--- START Input records ---

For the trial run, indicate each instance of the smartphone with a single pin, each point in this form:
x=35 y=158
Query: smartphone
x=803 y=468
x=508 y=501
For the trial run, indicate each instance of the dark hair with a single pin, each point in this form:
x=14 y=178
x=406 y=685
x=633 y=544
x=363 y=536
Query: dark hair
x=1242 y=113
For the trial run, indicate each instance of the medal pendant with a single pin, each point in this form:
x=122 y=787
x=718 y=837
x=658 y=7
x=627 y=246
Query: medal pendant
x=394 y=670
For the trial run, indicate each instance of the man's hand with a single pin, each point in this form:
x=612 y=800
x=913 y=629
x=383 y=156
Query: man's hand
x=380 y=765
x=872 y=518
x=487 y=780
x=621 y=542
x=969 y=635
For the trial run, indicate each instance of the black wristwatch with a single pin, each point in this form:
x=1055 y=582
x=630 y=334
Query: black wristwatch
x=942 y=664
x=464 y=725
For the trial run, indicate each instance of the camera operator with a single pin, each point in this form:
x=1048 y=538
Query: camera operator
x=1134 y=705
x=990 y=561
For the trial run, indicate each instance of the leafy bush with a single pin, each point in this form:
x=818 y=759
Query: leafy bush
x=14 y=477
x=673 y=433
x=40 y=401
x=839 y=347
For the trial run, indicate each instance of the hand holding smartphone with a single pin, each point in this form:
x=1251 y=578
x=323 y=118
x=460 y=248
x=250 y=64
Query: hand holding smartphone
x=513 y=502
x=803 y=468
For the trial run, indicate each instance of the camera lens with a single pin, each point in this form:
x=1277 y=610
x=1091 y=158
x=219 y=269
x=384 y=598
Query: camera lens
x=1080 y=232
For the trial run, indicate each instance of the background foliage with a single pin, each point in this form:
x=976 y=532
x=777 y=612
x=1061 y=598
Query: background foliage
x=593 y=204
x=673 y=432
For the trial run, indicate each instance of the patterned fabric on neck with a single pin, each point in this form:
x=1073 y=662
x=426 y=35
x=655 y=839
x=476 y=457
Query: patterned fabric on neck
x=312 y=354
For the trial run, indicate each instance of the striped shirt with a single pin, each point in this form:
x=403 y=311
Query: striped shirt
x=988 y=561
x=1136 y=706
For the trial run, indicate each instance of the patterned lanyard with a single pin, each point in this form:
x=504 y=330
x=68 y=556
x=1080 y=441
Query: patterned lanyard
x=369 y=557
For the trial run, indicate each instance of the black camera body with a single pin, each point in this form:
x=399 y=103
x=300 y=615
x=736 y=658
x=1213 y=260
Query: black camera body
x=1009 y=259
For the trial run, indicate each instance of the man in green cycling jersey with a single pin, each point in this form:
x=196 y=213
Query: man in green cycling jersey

--- END Input records ---

▸ **Directions**:
Reproduce verbatim the lines of the material above, beginning with the line containing "For the trial run, indicate each instance of the camera operator" and continuing through the line containing "x=839 y=347".

▸ **Result**:
For the trial run, indicate each instance of the camera operator with a single pin, each point in this form:
x=1048 y=538
Query: camera operator
x=1134 y=705
x=990 y=561
For the trial run, indicate each instance of the leafy bush with a single pin, each point in this form:
x=818 y=759
Query: leafy bush
x=14 y=477
x=673 y=433
x=40 y=401
x=839 y=347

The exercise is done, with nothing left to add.